WRITTEN PROBLEM ▸
Look for the line containing "hand. Tag each instance with a single point." in the listing below. Retype that line and every subsequent line through the last one, and only those.
— start MATERIAL PROVIDED —
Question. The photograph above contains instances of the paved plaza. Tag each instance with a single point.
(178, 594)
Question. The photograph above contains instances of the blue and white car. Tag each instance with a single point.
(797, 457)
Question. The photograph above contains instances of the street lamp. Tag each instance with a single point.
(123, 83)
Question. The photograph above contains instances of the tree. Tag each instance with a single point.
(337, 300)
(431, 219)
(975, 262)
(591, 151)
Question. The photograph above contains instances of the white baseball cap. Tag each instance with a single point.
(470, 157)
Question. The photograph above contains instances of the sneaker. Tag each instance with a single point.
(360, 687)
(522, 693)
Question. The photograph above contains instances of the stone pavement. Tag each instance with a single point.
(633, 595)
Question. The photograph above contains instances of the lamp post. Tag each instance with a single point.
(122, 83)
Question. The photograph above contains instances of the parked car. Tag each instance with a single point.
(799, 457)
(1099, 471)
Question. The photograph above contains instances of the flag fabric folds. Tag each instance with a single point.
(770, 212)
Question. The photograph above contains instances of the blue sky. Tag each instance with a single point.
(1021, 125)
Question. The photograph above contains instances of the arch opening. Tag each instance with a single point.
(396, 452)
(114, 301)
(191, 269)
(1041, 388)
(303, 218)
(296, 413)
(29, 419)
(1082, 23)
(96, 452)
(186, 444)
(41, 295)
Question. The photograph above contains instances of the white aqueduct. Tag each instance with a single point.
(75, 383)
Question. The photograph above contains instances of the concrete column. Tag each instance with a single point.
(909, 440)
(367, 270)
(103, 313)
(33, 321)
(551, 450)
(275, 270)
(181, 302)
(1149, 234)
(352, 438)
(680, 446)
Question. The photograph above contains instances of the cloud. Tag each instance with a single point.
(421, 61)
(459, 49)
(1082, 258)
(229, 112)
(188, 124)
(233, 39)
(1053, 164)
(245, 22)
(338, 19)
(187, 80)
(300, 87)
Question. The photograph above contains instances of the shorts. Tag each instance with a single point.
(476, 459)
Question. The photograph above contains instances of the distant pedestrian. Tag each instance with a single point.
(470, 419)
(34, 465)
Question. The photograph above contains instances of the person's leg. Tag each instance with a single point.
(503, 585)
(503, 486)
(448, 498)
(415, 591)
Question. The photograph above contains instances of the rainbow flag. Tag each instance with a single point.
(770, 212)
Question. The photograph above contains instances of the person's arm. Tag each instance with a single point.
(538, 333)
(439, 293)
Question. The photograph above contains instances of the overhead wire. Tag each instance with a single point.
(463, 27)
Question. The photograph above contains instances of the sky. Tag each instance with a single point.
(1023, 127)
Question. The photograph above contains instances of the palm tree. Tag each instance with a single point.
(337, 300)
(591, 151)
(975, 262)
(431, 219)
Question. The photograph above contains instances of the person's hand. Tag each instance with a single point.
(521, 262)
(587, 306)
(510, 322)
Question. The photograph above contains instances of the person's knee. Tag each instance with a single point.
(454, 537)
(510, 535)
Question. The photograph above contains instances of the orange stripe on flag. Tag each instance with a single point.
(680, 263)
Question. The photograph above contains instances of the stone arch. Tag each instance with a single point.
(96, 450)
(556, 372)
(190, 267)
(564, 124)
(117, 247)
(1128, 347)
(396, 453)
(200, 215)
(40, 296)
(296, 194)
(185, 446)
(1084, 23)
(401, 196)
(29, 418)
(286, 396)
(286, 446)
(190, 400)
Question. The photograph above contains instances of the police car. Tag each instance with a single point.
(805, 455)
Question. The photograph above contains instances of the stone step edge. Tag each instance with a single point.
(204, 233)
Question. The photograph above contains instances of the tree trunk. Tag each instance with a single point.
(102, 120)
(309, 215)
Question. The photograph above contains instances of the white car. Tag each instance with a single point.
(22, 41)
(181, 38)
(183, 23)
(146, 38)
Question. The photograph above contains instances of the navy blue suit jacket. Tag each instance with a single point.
— end MATERIAL PROVIDED —
ANSWER TO THIS TASK ▸
Question. The photograph above contains instances of the person's hand. Tag each instance with a single point.
(521, 262)
(587, 306)
(510, 322)
Question. The photograph above contains instances of the person's knee. Tag each instance with a single point.
(454, 537)
(510, 535)
Question. The photograph above contains instances of the orange stripe on flag. Tag each instance with a single point.
(680, 263)
Question. The photograph above contains instances of the stone arch. Tag each instance with a single point.
(96, 450)
(556, 372)
(190, 267)
(564, 124)
(117, 247)
(1128, 347)
(396, 453)
(200, 215)
(40, 296)
(296, 194)
(185, 446)
(1084, 23)
(401, 196)
(29, 418)
(286, 396)
(286, 446)
(190, 400)
Question. The photograph above contains instances of the police car. Tag each instance with a single point.
(805, 455)
Question. The photograph above contains instances of the stone step edge. Tag each instance with a single point.
(204, 233)
Question. The photograph above contains instances of the tree trunk. Tag each instance with a single point.
(102, 120)
(309, 215)
Question. The photograph above contains instances of the white car. Tag each instance with a single point.
(22, 41)
(181, 38)
(183, 23)
(146, 38)
Question. The photograph above contains instances of the navy blue suit jacket. Tag each instance with a single point.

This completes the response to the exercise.